(RECORDS PROVIDED)

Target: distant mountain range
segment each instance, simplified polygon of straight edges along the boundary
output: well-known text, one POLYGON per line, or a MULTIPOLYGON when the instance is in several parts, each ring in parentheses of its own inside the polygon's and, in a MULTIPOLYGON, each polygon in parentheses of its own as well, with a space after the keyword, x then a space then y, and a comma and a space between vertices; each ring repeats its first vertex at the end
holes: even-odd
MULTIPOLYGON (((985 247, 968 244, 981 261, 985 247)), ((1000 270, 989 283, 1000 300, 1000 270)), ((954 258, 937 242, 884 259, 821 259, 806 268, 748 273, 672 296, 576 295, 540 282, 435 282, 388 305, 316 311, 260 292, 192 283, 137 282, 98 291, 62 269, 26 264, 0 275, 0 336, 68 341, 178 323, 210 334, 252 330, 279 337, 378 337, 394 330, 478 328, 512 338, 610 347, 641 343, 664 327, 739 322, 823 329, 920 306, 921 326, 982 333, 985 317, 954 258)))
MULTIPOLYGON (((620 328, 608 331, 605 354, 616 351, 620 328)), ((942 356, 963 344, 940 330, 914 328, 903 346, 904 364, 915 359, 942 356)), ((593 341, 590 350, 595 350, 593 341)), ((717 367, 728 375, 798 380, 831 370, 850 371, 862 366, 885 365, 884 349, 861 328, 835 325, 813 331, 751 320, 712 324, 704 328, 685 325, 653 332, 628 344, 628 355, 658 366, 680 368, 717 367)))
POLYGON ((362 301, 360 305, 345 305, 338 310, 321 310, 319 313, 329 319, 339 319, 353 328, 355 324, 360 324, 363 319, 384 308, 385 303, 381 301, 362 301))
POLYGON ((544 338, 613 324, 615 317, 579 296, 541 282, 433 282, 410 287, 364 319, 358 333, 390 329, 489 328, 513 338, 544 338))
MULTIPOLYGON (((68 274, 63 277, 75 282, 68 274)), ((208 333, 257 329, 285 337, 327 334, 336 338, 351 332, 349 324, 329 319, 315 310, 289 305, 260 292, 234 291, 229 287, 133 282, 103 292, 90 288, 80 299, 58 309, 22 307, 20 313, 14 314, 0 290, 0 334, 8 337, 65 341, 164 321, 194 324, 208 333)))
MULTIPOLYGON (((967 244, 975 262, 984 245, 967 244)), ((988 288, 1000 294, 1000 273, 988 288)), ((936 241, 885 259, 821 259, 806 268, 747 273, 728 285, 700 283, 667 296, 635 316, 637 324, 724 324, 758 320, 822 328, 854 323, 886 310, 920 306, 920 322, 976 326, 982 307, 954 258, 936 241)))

(End RECORDS PROVIDED)

▶ PROBLEM STATEMENT
Give back the opening line of the records above and every line after it, up to and including the one with "output: well-known text, one", unchanged.

▶ RESPONSE
Target: distant mountain range
segment each instance, simplified polygon of straight edges along the boundary
output: well-known text, one POLYGON per line, or a MULTIPOLYGON when the instance is in several parts, each ring in parentheses of its own inside the polygon's and, in a MULTIPOLYGON, each polygon in parentheses of its own as well, with a space after the keyword, x then a space then y, and a comma and a space between vertices; each ring repeats its first vertex at the end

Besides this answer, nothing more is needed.